-- start --
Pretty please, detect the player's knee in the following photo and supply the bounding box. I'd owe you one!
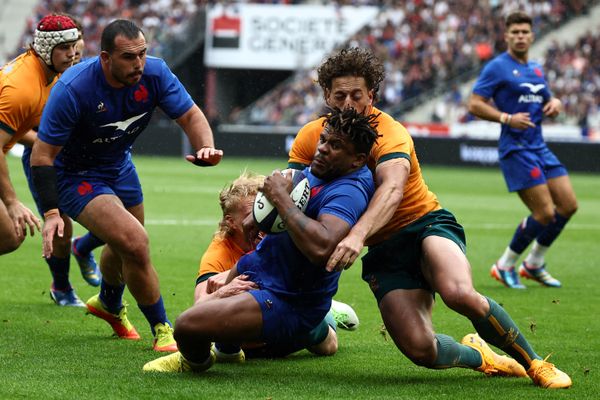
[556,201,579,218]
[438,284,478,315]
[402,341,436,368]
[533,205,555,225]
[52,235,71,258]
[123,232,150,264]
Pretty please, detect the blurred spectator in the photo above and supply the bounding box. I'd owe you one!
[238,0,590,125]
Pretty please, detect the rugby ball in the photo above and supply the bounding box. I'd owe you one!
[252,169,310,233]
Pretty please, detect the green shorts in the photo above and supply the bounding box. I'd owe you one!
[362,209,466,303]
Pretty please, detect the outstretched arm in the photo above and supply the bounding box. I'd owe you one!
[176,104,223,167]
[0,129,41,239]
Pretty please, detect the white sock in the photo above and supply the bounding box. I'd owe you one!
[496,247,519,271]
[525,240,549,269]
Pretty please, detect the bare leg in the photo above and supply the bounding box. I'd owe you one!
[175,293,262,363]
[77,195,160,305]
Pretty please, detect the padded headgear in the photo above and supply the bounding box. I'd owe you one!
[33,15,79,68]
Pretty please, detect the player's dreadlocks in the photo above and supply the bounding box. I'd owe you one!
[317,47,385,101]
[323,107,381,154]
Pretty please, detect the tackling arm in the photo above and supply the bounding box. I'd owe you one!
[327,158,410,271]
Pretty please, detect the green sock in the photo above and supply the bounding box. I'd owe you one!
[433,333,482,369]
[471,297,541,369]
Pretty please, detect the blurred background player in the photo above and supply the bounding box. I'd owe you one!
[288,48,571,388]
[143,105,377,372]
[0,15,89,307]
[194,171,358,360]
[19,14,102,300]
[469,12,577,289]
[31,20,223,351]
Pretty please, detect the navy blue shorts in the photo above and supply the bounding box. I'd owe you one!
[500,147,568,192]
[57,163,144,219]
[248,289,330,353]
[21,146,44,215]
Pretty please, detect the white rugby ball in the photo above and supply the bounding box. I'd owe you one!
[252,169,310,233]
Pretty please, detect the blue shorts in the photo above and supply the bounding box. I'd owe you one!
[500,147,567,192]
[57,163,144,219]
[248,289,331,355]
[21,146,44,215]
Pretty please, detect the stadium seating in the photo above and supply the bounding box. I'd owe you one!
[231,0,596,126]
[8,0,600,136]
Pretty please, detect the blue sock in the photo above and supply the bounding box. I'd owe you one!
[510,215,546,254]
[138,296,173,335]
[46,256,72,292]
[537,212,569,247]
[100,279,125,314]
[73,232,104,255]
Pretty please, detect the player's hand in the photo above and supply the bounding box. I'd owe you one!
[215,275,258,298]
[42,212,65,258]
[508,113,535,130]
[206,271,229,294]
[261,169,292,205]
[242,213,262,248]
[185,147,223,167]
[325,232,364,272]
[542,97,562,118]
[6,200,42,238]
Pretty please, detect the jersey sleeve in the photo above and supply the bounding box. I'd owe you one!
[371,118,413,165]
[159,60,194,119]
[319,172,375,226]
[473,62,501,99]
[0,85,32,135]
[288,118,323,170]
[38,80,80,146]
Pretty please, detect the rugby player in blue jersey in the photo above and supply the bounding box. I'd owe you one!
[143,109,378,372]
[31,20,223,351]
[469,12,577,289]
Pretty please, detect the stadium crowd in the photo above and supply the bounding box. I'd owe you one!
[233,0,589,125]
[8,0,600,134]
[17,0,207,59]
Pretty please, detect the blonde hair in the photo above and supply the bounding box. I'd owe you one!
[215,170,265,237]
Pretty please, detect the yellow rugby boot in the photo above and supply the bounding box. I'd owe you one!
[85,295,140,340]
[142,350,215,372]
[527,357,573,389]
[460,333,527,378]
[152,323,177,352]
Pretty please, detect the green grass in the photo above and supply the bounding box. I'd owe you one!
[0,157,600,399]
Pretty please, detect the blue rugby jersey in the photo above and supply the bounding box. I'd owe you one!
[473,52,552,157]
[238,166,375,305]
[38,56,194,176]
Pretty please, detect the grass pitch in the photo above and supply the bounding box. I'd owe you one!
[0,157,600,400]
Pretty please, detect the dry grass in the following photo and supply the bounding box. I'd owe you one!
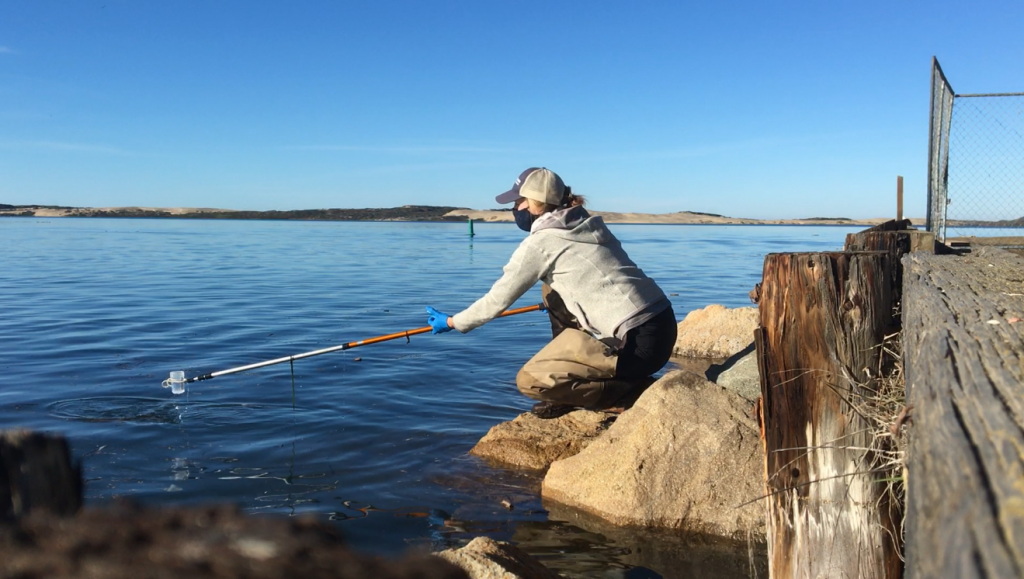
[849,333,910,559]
-- end --
-- start --
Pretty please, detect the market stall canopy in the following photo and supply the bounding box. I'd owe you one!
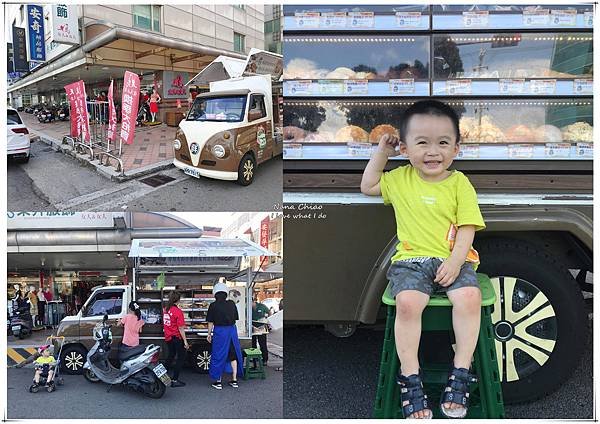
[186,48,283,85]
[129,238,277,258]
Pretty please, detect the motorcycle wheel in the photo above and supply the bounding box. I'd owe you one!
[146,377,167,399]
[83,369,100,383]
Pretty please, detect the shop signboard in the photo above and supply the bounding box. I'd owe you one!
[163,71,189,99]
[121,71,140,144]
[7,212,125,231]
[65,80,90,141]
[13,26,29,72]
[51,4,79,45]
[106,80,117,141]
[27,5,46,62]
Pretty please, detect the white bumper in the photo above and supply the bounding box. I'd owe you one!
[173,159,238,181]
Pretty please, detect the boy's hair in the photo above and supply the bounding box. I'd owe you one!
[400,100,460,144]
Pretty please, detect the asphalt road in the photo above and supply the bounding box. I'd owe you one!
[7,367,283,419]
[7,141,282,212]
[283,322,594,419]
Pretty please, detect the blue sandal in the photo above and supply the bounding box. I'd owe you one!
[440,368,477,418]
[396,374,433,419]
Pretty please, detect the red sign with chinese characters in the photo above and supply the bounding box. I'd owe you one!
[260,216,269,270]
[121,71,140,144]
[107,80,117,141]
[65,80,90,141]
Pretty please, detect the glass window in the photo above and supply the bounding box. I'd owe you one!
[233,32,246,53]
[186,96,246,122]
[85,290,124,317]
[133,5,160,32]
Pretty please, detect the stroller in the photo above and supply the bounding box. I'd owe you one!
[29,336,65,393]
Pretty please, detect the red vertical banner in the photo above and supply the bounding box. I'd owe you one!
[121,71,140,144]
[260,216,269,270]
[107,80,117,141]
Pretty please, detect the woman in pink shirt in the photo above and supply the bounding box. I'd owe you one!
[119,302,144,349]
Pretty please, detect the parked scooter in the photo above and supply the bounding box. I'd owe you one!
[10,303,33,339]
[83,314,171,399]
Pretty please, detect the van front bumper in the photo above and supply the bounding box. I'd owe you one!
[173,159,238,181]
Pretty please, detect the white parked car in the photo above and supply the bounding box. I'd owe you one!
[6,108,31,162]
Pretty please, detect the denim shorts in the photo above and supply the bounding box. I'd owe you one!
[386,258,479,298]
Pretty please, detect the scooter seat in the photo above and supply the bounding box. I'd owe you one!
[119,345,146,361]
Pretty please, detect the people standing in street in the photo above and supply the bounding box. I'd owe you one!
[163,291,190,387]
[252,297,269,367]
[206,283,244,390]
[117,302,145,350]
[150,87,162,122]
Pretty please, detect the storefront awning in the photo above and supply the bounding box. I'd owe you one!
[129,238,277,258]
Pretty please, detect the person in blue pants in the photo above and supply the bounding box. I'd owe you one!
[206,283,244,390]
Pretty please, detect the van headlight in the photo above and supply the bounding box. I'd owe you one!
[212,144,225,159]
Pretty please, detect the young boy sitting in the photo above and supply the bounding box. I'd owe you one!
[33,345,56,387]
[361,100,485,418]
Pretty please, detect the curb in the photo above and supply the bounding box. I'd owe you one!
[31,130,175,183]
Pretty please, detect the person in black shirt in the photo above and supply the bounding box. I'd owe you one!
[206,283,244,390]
-- end --
Instruction:
Starting at the line that contains "Pretty please, detect the player's knee" and stopping after the line that contains "[123,232,150,264]", render the listing as a Markdown table with the columns No. and Entry. Number each row, skip blank lines, and leave the pictures out.

Result for this exercise:
| No. | Entry |
|---|---|
| 1 | Pretty please, detect the player's knee in the following photo and supply the bounding box. I'd owe you one! |
| 2 | [556,201,579,218] |
| 3 | [438,284,478,315] |
| 4 | [402,341,436,368] |
| 5 | [533,205,555,225] |
| 6 | [52,235,71,258] |
| 7 | [123,232,150,264] |